• PASSAGE FOR REVIEW:

Different studies suggest that the activity of adipose tissue lipoprotein lipase activity, which is significantly correlated with enhanced TAG uptake by adipose tissue, is one of the candidates for the primary lesion produced by the presence of the fa gene in Zucker rats. The increase in this enzyme's activity may correlate with enhanced TAG uptake by adipose tissue(Reference Maggio and Greenwood35). Lipase lipoprotein activity, which controls lipid filling of adipocytes, is elevated in 12-d-old animals, in other words well before the animals can be visually identified as obese(Reference Gruen, Hietanen and Greenwood36). This change precedes other determining factors of obesity, such as enhanced liver lipogenesis and hyperinsulinaemia(Reference Turkenkopf, Olsen and Moray37Reference Greenwood39).

• RECORDS SUPPLIED:
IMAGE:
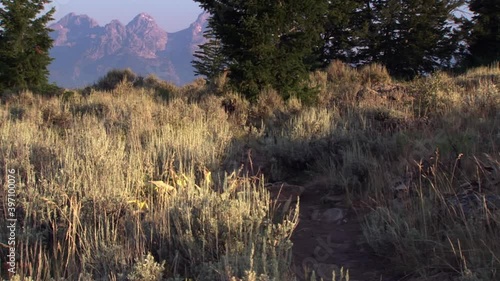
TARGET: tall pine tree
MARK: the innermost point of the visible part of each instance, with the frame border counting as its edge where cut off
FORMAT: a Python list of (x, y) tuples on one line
[(268, 43), (210, 62), (415, 36), (484, 43), (24, 44)]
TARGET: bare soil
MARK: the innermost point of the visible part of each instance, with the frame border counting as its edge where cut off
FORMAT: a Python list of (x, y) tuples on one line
[(325, 246)]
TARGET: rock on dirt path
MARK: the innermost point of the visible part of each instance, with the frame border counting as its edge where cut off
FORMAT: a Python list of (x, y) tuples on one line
[(330, 237)]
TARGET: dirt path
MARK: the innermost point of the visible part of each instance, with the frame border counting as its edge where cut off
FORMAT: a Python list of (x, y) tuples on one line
[(324, 244)]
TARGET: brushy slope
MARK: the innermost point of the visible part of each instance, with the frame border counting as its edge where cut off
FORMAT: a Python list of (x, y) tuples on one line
[(422, 156)]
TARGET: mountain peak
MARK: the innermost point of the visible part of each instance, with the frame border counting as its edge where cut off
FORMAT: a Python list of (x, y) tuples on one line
[(72, 19)]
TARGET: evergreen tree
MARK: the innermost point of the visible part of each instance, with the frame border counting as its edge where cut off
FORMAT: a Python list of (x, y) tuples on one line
[(210, 62), (346, 30), (24, 44), (414, 36), (485, 38), (268, 43)]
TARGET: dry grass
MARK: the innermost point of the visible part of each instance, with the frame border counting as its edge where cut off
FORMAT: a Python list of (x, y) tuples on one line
[(88, 210), (85, 163)]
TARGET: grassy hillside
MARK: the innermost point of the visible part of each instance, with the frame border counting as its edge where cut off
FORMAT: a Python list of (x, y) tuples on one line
[(149, 181)]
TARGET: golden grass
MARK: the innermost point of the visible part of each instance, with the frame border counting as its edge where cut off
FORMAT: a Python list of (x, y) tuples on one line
[(163, 182)]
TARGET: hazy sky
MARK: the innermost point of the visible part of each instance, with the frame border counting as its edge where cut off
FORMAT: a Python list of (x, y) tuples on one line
[(171, 15)]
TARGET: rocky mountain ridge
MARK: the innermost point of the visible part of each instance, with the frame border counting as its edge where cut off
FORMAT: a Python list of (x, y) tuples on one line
[(84, 51)]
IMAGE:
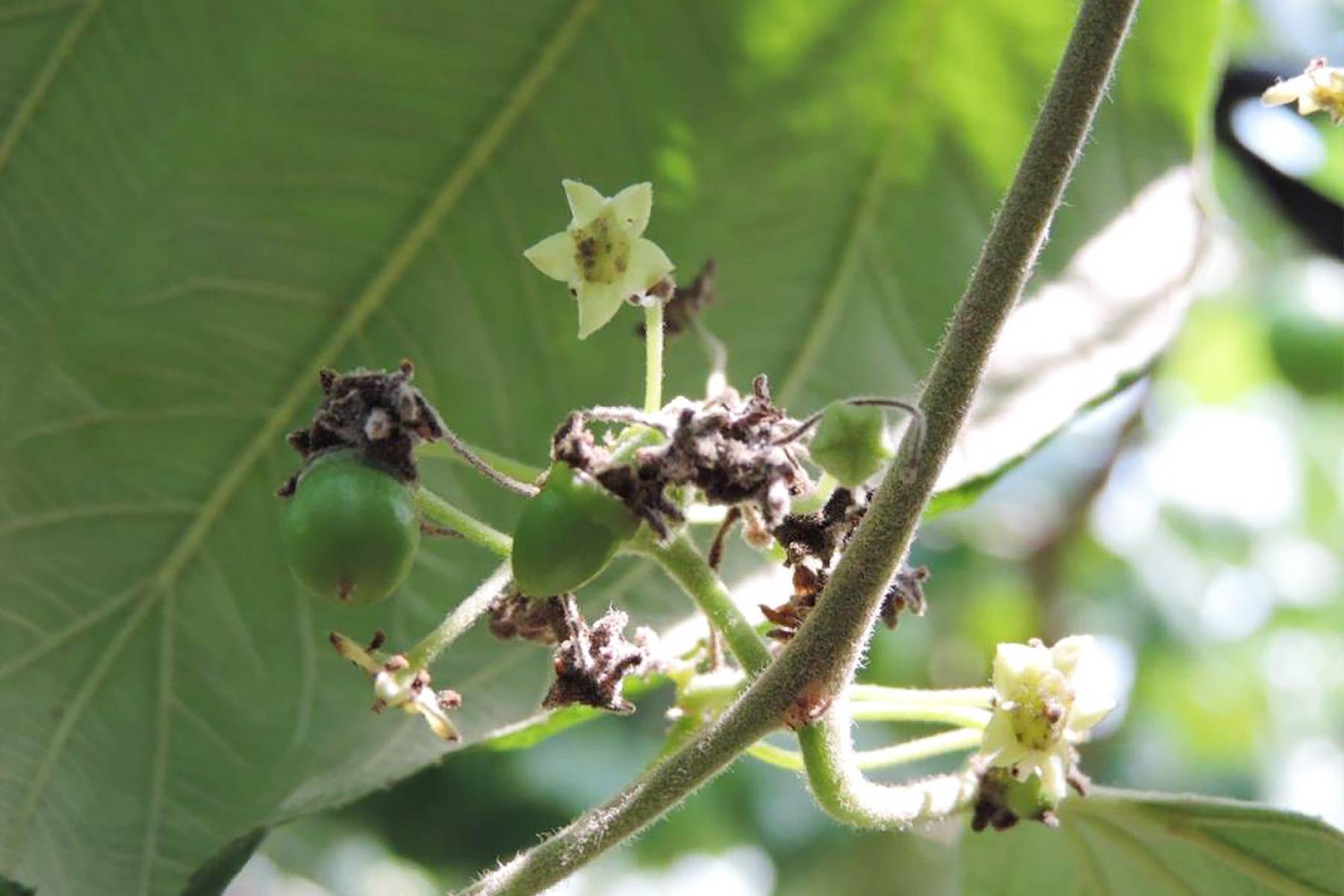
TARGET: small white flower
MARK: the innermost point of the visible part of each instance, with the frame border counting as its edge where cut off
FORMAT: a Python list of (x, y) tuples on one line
[(410, 691), (1039, 711), (1316, 89), (396, 684), (603, 254)]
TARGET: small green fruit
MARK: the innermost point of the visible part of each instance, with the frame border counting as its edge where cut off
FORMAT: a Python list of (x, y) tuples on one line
[(851, 444), (567, 534), (1308, 348), (351, 529)]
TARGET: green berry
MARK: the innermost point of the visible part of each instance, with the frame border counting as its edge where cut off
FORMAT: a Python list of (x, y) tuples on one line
[(851, 444), (567, 534), (351, 529), (1308, 348)]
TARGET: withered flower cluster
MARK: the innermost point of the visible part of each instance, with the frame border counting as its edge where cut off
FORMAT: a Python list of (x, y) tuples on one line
[(812, 543), (591, 662), (727, 448), (376, 413)]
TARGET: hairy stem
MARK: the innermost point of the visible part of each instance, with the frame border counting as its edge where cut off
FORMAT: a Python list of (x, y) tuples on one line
[(981, 697), (440, 512), (821, 657), (690, 570), (838, 782), (653, 356), (900, 754), (960, 716), (463, 617)]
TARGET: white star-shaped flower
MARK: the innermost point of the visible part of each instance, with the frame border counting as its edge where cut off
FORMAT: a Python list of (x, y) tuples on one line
[(1316, 89), (1041, 712), (603, 254)]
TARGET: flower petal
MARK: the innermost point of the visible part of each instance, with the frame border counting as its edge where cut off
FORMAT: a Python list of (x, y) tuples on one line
[(999, 735), (1012, 662), (648, 265), (585, 202), (598, 302), (426, 704), (633, 207), (1285, 92), (554, 257), (1088, 711), (1053, 778), (1068, 652)]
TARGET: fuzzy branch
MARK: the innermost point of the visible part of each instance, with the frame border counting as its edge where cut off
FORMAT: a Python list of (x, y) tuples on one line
[(823, 656)]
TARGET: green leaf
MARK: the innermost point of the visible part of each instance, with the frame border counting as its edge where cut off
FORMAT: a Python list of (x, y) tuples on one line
[(201, 206), (1119, 842), (213, 877), (10, 889)]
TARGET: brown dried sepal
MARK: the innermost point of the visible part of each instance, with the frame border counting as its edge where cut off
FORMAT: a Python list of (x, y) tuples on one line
[(376, 413), (819, 535), (808, 706), (591, 664), (527, 618), (687, 301), (726, 448), (905, 594), (788, 617)]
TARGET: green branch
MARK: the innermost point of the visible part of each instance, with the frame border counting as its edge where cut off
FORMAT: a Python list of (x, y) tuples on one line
[(900, 754), (440, 512), (823, 656), (687, 567)]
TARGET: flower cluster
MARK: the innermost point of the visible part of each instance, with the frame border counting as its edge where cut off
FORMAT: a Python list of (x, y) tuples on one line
[(1041, 711), (603, 254), (1316, 89)]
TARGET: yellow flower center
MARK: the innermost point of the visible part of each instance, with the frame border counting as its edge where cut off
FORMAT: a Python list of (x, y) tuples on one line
[(601, 249), (1042, 703)]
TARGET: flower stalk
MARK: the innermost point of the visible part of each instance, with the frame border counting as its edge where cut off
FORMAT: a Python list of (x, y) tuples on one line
[(821, 657)]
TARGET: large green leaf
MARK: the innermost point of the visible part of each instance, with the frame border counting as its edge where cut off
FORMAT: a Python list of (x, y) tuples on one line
[(1119, 842), (202, 203)]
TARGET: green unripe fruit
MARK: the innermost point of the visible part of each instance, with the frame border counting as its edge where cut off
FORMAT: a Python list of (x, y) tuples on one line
[(1308, 348), (851, 444), (351, 529), (1027, 798), (567, 534)]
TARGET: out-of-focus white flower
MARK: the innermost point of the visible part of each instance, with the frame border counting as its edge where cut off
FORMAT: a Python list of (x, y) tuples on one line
[(1039, 712), (603, 254), (1319, 87)]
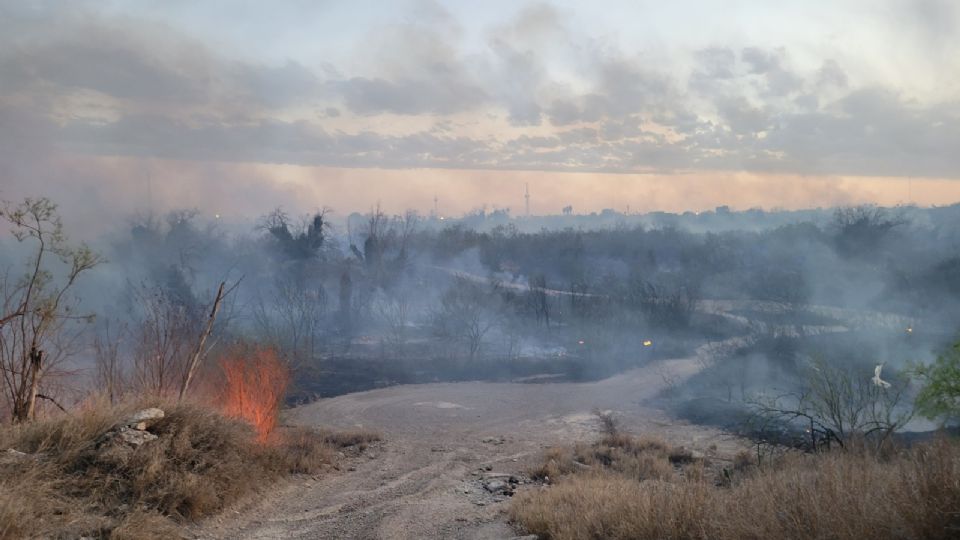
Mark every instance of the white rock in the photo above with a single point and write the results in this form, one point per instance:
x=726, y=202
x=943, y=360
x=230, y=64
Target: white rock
x=145, y=417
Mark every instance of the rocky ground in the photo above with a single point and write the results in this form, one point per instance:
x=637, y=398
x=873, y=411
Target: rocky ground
x=453, y=454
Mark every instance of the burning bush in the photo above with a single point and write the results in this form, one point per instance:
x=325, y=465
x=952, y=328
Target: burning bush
x=254, y=382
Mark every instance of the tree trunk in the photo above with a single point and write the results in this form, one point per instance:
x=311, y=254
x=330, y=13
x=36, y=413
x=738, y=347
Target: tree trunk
x=28, y=412
x=198, y=353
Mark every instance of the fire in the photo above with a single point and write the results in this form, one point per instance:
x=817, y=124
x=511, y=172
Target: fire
x=254, y=384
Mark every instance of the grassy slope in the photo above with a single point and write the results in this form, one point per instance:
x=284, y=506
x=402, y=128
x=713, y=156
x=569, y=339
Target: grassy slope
x=70, y=486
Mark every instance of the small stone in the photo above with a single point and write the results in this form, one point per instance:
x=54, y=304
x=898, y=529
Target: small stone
x=135, y=437
x=145, y=416
x=496, y=486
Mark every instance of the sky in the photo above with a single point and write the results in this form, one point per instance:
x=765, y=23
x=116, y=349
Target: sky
x=237, y=107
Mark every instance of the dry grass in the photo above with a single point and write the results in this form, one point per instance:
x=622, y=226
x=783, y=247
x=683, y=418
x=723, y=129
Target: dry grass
x=640, y=458
x=70, y=485
x=913, y=494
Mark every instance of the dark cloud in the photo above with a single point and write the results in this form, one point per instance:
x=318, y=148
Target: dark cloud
x=409, y=97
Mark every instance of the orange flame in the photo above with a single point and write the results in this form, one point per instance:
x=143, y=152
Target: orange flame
x=254, y=384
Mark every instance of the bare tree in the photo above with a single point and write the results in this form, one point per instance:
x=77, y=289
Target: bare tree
x=111, y=373
x=394, y=312
x=37, y=307
x=161, y=341
x=836, y=405
x=292, y=317
x=465, y=315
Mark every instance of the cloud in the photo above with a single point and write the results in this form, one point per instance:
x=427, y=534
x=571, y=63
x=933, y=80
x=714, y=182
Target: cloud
x=534, y=91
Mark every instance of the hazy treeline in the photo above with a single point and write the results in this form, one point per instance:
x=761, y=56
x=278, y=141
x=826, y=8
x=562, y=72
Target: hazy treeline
x=412, y=289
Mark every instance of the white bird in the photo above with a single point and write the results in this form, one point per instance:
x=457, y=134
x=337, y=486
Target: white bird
x=876, y=377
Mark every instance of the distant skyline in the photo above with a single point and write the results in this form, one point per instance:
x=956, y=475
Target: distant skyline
x=243, y=106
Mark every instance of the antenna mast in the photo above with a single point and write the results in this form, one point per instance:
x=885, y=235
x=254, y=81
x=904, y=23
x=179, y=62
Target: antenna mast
x=526, y=197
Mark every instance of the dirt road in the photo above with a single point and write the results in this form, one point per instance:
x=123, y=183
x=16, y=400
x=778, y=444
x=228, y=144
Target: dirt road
x=425, y=480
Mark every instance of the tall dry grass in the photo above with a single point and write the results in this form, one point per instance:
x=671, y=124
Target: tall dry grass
x=72, y=484
x=843, y=495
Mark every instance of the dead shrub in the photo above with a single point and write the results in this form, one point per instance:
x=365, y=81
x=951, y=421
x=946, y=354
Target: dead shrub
x=75, y=482
x=843, y=495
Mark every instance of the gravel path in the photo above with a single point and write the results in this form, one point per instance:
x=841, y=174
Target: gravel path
x=442, y=441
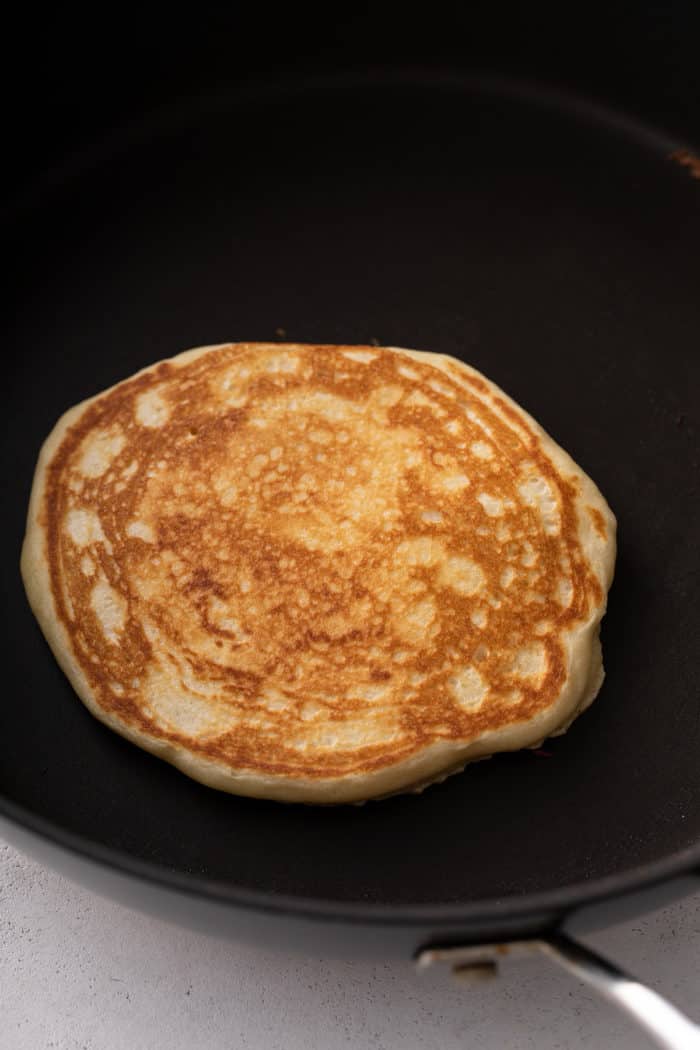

• WHAT YOU WILL DO: Rewrite the paragraph beginning "Different studies suggest" from the passage on Zucker rats in a shorter form, keeping its main facts. The items were taken from a separate source.

• SOLUTION FOR THIS PROBLEM: Studies suggest that adipose tissue lipoprotein lipase activity, which correlates significantly with increased TAG uptake by adipose tissue, is one candidate for the primary lesion caused by the fa gene in Zucker rats. This activity controls lipid filling of adipocytes. It is already elevated in 12-day-old animals, well before they visibly appear obese, and this change comes before other obesity factors such as enhanced liver lipogenesis and hyperinsulinemia.